Data entries
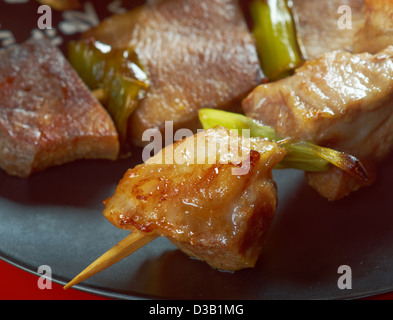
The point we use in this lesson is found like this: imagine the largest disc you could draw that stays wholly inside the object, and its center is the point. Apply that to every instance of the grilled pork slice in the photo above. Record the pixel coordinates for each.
(202, 202)
(47, 115)
(198, 54)
(342, 101)
(318, 25)
(377, 32)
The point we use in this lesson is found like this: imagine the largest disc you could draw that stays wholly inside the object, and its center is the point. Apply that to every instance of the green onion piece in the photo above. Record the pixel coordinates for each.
(276, 38)
(117, 76)
(301, 155)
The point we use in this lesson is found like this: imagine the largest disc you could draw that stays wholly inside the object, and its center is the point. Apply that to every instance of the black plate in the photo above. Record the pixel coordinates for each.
(55, 218)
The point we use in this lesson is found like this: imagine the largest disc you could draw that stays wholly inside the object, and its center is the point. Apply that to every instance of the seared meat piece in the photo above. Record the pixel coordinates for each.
(342, 101)
(47, 115)
(318, 25)
(377, 32)
(199, 202)
(198, 53)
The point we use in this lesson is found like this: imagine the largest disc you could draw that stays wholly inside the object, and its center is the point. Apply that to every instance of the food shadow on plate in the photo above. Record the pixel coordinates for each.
(309, 240)
(82, 183)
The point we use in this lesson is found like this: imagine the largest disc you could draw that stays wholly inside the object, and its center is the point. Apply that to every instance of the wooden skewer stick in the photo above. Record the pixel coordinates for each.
(123, 249)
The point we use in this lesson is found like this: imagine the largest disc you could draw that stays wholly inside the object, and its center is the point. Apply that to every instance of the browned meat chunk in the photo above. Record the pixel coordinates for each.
(47, 115)
(318, 25)
(377, 32)
(207, 210)
(342, 101)
(198, 53)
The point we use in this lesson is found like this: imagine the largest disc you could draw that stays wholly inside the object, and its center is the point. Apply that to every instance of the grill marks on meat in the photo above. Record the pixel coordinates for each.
(205, 209)
(198, 54)
(318, 25)
(340, 100)
(47, 115)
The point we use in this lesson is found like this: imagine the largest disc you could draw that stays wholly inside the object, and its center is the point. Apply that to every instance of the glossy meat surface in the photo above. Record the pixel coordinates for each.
(48, 116)
(342, 101)
(209, 211)
(318, 25)
(377, 32)
(198, 54)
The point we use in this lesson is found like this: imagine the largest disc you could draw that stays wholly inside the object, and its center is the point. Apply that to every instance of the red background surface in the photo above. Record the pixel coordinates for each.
(16, 284)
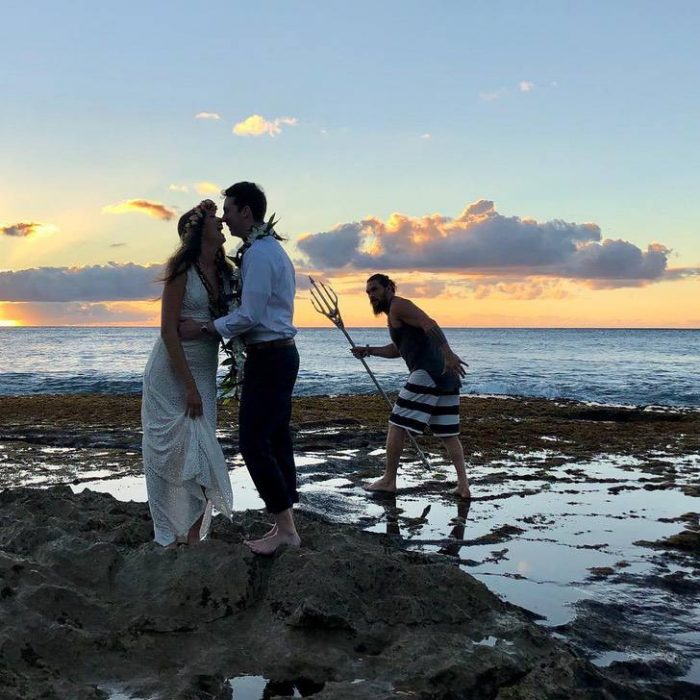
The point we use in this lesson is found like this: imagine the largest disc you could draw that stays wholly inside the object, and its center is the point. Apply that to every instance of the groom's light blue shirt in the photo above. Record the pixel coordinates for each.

* [YOUR GOAL]
Output, exactly and without pictures, the lines above that run from the one containing "the red background" through the last line of the entries, inclusive.

* [FINAL ANSWER]
The point we use in this lesson is found like this: imagine the largest disc you could draw that stays wholly inside the object, and its center is the point. Apply that to every instance of the red background surface in the photo above. Record the pixel coordinates for each.
(16, 284)
The point we use in this lesson is found like this: imagine the largest disc you could draw that stays wholly inside the object, and its center is the point. Apply that to every instance of the groom's light blue shirt in the photo above. Record the pixel coordinates for each.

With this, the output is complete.